Extracted information below:
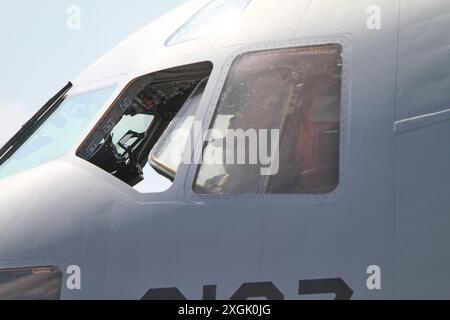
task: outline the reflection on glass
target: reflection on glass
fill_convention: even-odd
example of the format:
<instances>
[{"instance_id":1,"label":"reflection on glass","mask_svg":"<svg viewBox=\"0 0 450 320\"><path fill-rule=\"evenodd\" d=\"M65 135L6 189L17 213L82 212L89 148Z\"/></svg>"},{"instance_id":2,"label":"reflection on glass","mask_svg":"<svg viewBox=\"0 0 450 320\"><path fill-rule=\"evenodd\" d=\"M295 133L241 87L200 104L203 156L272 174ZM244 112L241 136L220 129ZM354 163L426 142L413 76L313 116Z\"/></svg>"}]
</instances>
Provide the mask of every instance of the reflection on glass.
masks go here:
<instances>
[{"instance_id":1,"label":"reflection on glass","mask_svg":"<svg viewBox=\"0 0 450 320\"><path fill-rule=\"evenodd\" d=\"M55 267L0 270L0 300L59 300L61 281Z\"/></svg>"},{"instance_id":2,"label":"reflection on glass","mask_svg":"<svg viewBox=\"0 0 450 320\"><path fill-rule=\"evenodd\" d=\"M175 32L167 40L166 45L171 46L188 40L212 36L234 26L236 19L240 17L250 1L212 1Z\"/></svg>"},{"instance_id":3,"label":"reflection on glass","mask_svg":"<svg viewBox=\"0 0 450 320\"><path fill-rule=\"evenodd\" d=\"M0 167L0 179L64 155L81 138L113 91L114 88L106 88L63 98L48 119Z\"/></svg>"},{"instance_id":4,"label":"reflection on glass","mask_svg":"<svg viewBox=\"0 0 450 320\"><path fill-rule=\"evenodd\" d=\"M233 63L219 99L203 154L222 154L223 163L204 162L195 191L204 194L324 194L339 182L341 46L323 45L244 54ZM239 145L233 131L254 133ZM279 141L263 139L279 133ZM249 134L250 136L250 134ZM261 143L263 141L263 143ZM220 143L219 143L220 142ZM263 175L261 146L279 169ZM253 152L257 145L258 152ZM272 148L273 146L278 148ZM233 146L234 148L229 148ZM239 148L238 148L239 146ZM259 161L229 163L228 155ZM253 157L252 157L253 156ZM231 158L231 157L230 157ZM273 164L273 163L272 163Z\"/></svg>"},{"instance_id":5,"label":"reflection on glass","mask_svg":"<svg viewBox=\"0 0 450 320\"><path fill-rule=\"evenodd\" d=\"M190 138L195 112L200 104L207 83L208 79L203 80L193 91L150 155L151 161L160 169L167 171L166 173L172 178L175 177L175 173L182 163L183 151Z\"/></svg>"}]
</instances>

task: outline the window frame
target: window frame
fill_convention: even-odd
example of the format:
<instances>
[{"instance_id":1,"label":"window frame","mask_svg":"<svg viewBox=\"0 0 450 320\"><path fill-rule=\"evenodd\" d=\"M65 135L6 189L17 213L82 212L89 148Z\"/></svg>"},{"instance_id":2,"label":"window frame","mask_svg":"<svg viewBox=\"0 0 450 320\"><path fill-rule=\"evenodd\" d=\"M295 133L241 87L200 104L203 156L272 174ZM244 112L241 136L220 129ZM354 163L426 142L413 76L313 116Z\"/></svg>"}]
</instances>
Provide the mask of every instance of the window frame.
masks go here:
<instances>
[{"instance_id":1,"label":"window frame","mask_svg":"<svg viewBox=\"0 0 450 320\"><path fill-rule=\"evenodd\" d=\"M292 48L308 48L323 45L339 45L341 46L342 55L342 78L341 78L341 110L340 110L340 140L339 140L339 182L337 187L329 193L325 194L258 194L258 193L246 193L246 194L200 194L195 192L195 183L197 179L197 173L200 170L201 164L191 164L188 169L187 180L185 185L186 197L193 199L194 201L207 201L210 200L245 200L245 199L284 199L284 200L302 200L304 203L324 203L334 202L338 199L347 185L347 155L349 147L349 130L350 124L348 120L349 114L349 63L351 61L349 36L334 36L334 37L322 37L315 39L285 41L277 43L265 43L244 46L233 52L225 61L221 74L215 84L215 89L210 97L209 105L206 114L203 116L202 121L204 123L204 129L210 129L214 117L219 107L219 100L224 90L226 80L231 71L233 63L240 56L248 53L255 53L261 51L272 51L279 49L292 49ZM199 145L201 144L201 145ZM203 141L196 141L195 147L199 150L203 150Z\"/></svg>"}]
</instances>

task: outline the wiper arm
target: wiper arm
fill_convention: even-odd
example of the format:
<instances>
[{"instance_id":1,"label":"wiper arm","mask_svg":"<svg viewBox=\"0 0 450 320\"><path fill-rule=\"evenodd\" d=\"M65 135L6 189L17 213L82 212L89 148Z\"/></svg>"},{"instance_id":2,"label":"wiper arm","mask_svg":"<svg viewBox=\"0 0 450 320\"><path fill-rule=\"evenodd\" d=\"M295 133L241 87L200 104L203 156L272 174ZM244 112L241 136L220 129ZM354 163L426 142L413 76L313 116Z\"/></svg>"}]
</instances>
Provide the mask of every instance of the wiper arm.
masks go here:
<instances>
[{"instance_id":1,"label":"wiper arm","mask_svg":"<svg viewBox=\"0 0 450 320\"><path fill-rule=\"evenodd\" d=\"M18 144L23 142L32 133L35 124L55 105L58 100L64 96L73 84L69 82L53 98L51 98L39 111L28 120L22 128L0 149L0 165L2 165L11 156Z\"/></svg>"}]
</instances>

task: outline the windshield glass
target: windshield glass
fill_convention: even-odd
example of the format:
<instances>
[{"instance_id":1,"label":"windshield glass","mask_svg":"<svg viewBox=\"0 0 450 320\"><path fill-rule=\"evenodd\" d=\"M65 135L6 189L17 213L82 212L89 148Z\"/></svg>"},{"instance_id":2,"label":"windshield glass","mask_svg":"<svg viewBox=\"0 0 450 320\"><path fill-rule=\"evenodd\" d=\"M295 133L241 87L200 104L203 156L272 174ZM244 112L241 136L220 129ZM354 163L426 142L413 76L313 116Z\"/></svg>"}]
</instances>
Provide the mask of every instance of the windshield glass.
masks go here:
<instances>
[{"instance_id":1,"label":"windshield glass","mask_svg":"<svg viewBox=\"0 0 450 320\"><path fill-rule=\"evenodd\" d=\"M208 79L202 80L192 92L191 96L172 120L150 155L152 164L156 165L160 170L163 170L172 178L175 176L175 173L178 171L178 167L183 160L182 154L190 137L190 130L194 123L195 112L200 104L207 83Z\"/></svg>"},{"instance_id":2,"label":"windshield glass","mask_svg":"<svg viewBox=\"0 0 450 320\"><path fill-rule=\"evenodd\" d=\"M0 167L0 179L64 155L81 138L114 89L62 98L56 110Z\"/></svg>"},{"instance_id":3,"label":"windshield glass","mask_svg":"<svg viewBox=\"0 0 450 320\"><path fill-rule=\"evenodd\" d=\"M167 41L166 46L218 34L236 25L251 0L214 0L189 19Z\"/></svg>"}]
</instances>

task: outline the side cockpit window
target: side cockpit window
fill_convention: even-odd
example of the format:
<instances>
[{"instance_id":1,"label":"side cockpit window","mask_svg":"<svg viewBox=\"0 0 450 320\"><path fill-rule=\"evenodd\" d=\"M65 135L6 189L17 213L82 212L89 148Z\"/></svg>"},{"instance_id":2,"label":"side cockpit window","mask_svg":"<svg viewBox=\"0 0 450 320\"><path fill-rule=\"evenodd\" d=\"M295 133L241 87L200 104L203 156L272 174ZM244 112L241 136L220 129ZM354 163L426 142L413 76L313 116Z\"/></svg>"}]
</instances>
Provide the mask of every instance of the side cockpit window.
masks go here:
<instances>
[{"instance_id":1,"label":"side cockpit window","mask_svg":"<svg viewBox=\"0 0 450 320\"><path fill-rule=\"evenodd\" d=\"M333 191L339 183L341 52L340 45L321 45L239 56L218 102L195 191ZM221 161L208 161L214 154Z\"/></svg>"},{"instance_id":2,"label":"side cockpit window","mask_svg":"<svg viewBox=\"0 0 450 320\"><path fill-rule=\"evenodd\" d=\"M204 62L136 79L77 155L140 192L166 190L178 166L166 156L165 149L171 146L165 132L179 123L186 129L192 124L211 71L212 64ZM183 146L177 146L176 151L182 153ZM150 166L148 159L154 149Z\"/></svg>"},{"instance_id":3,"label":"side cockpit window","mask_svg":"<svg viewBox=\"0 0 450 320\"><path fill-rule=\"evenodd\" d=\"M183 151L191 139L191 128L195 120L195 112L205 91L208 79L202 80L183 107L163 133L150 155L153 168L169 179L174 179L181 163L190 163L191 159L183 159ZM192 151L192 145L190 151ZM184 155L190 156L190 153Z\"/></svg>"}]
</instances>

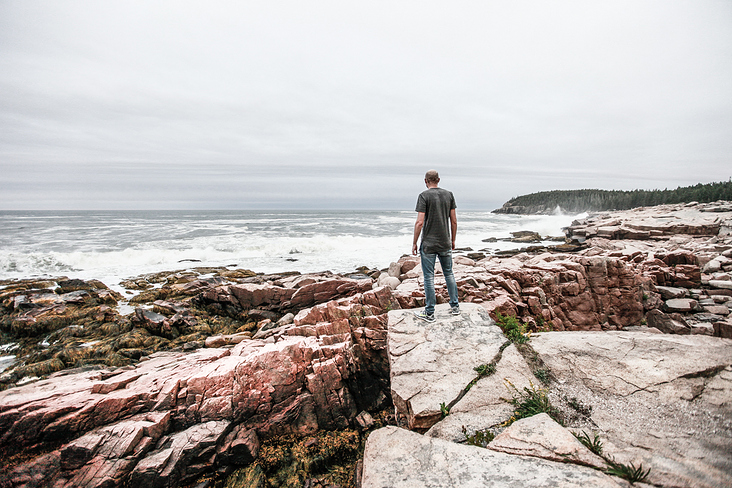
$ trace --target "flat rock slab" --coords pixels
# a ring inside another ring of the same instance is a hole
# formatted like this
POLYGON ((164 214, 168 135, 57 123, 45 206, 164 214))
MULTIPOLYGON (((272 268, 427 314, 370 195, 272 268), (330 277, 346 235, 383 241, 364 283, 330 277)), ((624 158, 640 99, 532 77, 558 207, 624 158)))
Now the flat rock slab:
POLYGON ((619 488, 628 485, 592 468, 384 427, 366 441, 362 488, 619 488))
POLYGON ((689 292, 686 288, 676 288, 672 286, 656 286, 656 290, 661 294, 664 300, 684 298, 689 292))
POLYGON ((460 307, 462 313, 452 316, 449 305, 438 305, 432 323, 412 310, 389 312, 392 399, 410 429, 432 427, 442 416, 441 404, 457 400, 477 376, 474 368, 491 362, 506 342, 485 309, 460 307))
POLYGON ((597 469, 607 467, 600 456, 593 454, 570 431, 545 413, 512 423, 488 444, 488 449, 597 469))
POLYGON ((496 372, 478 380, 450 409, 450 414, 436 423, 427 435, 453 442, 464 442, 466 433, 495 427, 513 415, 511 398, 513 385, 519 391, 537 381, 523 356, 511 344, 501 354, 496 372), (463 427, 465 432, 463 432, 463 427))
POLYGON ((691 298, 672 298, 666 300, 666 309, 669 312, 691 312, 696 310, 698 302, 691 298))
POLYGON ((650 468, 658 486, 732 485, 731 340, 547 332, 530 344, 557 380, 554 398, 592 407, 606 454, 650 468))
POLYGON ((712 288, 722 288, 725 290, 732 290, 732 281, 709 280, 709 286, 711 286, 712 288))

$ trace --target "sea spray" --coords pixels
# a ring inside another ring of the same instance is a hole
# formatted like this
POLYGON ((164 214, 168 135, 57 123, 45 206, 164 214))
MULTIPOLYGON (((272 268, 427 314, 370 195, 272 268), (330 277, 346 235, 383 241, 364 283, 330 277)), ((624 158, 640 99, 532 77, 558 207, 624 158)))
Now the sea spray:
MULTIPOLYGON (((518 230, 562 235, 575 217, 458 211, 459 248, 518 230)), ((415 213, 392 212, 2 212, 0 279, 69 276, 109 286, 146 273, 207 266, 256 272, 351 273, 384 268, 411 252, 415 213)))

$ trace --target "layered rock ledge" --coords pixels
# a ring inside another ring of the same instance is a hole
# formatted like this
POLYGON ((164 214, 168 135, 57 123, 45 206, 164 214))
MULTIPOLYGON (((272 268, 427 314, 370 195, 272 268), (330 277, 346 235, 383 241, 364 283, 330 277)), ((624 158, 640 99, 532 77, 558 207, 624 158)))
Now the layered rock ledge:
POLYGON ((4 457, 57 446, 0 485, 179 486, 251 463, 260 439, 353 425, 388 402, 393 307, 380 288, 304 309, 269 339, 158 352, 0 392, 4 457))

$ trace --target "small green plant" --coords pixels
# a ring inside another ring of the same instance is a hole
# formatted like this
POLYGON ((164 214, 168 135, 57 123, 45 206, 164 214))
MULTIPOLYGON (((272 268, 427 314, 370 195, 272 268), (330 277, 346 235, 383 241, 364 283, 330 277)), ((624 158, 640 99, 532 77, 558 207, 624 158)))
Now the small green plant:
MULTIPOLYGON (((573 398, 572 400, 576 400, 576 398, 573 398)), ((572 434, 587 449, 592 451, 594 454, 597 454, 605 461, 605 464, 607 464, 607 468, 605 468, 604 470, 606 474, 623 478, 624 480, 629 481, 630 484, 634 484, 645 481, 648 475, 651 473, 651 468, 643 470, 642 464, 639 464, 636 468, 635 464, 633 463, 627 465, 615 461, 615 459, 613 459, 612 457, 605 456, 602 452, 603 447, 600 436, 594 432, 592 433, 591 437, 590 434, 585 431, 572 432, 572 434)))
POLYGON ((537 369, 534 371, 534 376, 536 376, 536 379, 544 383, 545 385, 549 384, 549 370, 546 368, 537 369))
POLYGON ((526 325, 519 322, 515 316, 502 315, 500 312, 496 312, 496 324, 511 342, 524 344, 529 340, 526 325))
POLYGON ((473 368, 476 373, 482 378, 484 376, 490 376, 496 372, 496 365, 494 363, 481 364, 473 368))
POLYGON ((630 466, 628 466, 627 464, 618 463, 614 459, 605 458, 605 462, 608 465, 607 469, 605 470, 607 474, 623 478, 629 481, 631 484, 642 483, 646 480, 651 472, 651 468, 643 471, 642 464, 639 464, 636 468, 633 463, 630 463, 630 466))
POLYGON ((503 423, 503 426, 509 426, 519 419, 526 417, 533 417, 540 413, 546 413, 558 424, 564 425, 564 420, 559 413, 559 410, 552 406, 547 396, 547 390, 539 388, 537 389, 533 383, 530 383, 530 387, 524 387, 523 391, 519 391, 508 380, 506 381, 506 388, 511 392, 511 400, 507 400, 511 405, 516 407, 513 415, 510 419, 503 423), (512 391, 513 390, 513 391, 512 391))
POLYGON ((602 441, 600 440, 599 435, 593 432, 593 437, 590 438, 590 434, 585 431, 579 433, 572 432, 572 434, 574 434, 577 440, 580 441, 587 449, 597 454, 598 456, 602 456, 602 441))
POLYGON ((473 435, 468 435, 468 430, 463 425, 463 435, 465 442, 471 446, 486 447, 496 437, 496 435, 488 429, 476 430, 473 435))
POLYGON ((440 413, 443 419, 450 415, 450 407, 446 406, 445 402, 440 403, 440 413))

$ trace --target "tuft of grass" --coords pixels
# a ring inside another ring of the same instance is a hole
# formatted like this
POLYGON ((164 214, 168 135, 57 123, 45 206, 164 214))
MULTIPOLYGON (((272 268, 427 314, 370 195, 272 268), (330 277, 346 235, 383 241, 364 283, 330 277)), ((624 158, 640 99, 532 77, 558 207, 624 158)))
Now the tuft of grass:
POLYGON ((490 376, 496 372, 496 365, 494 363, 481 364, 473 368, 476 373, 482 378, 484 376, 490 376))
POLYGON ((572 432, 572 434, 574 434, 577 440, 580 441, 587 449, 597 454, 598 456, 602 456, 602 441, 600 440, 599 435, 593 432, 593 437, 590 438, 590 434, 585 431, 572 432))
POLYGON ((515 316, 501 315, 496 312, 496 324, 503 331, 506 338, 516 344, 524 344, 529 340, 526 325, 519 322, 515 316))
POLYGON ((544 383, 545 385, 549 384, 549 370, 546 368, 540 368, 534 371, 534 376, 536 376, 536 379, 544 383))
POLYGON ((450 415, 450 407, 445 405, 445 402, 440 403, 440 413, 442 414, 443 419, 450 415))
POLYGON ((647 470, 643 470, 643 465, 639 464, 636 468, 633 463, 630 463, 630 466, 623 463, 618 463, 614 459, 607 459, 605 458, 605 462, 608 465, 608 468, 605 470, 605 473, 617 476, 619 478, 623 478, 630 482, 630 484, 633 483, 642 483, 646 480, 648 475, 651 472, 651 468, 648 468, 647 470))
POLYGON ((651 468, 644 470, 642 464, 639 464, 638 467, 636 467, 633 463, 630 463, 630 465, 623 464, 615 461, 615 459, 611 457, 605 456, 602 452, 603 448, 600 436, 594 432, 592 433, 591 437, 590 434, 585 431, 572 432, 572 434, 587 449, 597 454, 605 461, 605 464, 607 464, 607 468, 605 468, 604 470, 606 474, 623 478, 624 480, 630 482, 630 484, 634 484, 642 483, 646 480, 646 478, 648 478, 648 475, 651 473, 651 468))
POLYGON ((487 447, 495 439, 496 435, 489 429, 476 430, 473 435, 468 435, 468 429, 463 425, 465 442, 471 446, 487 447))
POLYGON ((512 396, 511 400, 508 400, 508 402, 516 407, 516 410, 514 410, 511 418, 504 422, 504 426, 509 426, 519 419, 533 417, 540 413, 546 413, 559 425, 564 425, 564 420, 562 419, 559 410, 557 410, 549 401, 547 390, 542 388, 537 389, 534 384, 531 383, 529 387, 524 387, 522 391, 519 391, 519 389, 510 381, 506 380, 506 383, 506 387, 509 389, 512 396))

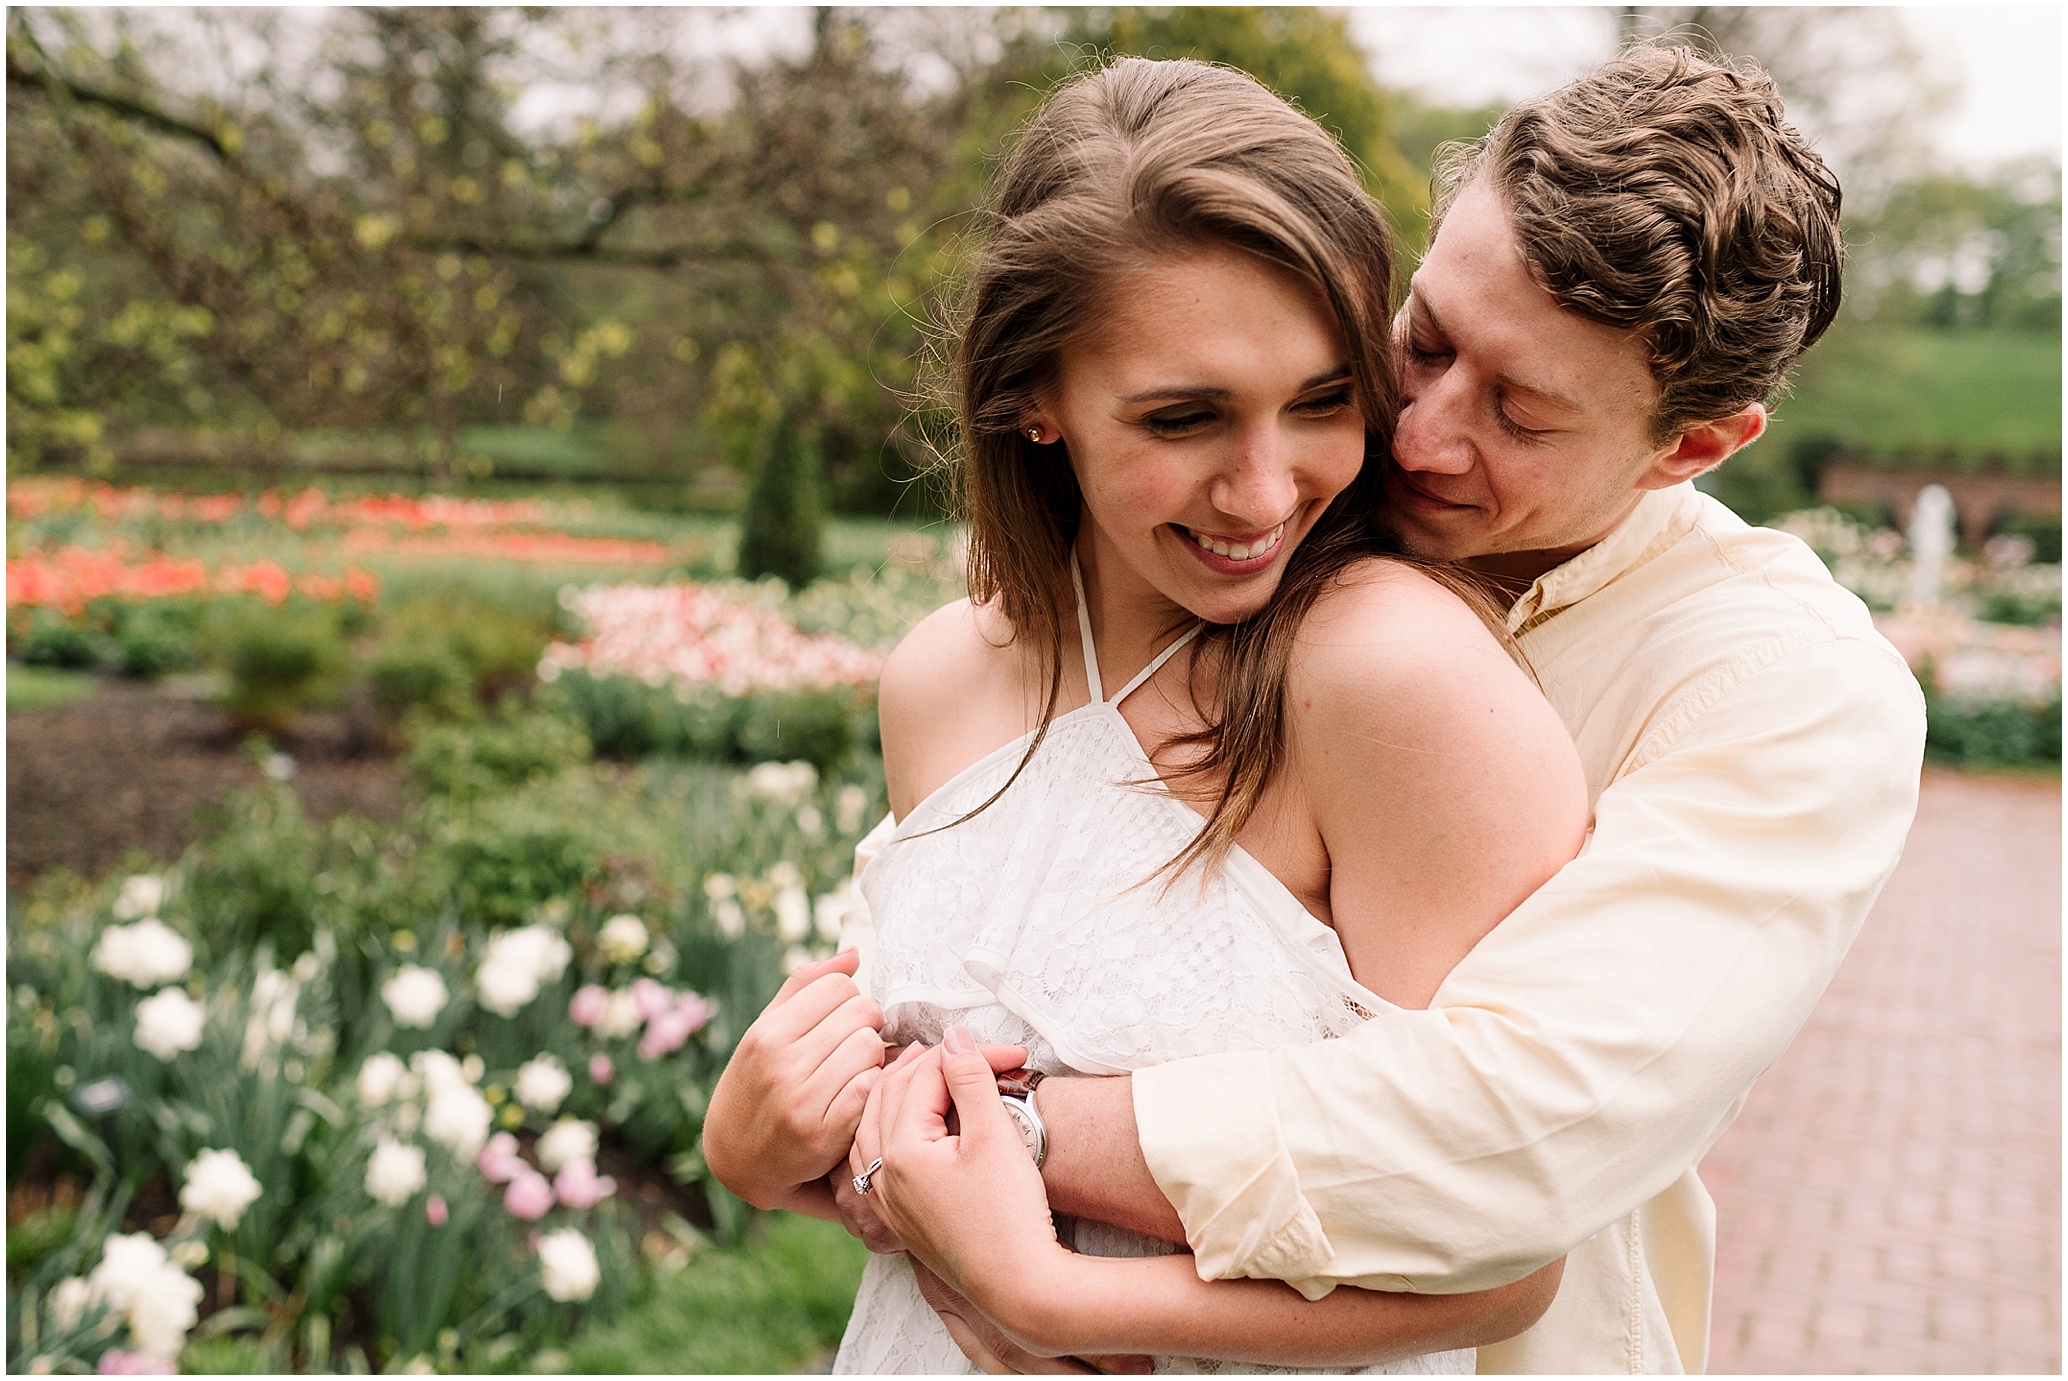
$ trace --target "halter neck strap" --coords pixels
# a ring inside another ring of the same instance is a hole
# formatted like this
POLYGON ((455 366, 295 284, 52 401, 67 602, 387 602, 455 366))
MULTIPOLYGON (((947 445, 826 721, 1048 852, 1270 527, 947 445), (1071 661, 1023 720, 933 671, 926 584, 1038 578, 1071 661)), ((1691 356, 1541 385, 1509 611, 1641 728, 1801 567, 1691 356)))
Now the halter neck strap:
End of Extracted information.
■ About this exercise ■
Each line from the first line of the data above through the one containing "Provide the mask of every instance of the reflection" must be set down exactly; the pictures must not be.

■ Completed exercise ■
task: outline the reflection on glass
target: reflection on glass
fill_convention: even-odd
example of the format:
<instances>
[{"instance_id":1,"label":"reflection on glass","mask_svg":"<svg viewBox=\"0 0 450 320\"><path fill-rule=\"evenodd\" d=\"M65 135L6 189L17 213L82 212L89 148Z\"/></svg>"},{"instance_id":2,"label":"reflection on glass","mask_svg":"<svg viewBox=\"0 0 450 320\"><path fill-rule=\"evenodd\" d=\"M295 133L241 87L200 104L203 156L272 174ZM244 112L241 136L220 129ZM354 163L426 142L413 76L313 116Z\"/></svg>"}]
</instances>
Provide the mask of every instance of the reflection on glass.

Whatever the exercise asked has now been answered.